— Yazılı Problem A —
Kayıtların başından "[249,195,278,218]" içeren satıra kadar, iki uç da dahil, tüm satırları hiçbirini atlamadan yeniden yazın. Lütfen yanıtlardaki sınırlayıcı kutu koordinatlarının her birine -3 ekleyerek bunları kaydırın.

— Belge Alıntısı —
------------------------
5. Ders: Hakk’ın Üç Aslî İsmine Aşina Olmak

Bismilahirrahmanirrahim

Görmez misin, Allah şüphe yok öyle bir mabut ki O’na secde eder ne varsa göklerde ve ne varsa yeryüzünde ve güneş, ay, yıldızlar, dağlar, ağaçlar, hayvanlar… ve insanların çoğu? Ve çoğu da azabı hak etmiştir ve Allah, kimi hor kılarsa, onu kutluluğa ulaştırıp ona lütuf ve ihsanda bulunan hiçbir kimse bulunamaz. Şüphe yok ki Allah, dilediğini yapar. (Hac/18)

Daha önceden de belirttiğimiz gibi besmelede yer alan (Esma-i Hüsna’dan) üç isim “Allah, Rahman ve Rahim” diğer isimlerin aslı ve esası konumundadır. Yani sair isimler bu üç mübarek isimden alınmaktadır. Bu üç ismi tanıyan, anlayan ve hakikatini algılayan kimse, Hakk’ın tüm isim ve sıfatlarını tanımış demektir. Bazı tahkik ehlinin de dediği üzere “Allah” özel isimdir. Yani tüm varlıkların mebde ve menşei olan âlemlerin rabbinin mukaddes zatının adıdır. ma araştırmacıların çoğu “Allah” isminin, müştak isim[1] olduğuna inanır. Dolayısıyla da âlemlerin Rabbinin adlandırılmasında bir münasebete riayet edilmiştir. Bunlara göre “Allah” aslında “ilâh” idi. Daha sonra başına “el” takısı eklenmiş ve ortasındaki “elif” ise telaffuzu kolaylaşsın diye düşmüş ve “Allah” olmuştur.
------------------------
— Kutu etiketleme veri kümesinden satırlar —

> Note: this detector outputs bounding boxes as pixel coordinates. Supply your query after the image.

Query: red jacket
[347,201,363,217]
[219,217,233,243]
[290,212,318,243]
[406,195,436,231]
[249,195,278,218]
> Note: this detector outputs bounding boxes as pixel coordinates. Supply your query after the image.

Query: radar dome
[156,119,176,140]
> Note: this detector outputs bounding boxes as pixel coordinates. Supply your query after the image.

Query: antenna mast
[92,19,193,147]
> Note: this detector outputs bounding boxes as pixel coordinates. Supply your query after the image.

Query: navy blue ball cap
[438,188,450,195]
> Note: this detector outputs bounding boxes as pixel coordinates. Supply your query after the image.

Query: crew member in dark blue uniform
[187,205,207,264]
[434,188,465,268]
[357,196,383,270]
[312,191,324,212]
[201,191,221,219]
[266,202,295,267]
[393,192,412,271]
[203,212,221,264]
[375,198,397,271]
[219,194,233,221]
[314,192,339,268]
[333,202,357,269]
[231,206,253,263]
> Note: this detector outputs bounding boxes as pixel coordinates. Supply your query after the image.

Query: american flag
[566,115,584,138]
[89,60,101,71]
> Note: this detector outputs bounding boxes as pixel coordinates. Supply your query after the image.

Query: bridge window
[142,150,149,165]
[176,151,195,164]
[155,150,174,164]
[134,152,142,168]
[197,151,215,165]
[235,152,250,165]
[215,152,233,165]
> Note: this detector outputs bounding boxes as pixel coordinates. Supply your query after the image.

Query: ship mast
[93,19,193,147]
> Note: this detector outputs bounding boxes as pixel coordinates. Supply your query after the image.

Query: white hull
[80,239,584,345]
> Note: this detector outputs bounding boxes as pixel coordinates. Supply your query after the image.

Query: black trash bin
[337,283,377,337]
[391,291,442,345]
------------------------
— Yazılı Problem B —
Ders metninde "5. Ders: Hakk’ın Üç" ile "dilediğini yapar. (Hac/18)" arasındaki bölümü, iki uç da dahil, "dağlar" yerine "tepeler" koyarak yeniden kaleme alın.

— Alıştırma Cevabı A —
> Note: this detector outputs bounding boxes as pixel coordinates. Supply your query after the image.

Query: red jacket
[344,198,360,214]
[216,214,230,240]
[287,209,315,240]
[403,192,433,228]
[246,192,275,215]

— Alıştırma Cevabı B —
5. Ders: Hakk’ın Üç Aslî İsmine Aşina Olmak

Bismilahirrahmanirrahim

Görmez misin, Allah şüphe yok öyle bir mabut ki O’na secde eder ne varsa göklerde ve ne varsa yeryüzünde ve güneş, ay, yıldızlar, tepeler, ağaçlar, hayvanlar… ve insanların çoğu? Ve çoğu da azabı hak etmiştir ve Allah, kimi hor kılarsa, onu kutluluğa ulaştırıp ona lütuf ve ihsanda bulunan hiçbir kimse bulunamaz. Şüphe yok ki Allah, dilediğini yapar. (Hac/18)